◆ **GOAL**
Please count how many lines in the items below contain the word "uniform". Give only the number.

◆ **Source data**
══════════════════════════════
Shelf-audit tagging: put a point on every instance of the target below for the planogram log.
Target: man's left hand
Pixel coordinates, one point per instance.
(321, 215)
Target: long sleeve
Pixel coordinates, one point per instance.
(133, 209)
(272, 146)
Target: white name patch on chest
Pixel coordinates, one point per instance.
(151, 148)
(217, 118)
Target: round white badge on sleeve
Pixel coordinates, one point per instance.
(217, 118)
══════════════════════════════
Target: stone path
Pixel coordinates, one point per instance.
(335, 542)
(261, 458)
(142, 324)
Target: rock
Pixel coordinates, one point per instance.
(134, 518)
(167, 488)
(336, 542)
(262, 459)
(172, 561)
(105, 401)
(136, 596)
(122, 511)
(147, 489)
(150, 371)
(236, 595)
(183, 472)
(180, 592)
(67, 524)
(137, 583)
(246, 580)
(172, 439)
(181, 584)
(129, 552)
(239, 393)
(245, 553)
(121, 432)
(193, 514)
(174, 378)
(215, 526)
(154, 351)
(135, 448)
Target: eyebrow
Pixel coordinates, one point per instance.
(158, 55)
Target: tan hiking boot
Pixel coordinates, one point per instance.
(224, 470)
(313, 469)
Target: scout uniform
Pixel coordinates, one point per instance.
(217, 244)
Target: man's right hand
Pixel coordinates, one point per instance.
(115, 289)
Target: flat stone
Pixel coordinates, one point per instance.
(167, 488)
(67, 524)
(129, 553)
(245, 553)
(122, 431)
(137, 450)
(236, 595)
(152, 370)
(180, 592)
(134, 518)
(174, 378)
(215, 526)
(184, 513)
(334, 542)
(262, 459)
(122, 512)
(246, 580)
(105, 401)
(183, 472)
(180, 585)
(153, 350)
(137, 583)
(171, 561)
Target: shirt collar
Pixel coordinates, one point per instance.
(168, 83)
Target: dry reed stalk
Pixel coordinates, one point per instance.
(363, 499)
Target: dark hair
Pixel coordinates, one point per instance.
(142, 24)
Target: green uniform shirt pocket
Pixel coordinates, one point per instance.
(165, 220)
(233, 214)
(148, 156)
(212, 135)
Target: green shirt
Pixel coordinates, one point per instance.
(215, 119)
══════════════════════════════
◆ **REPLY**
2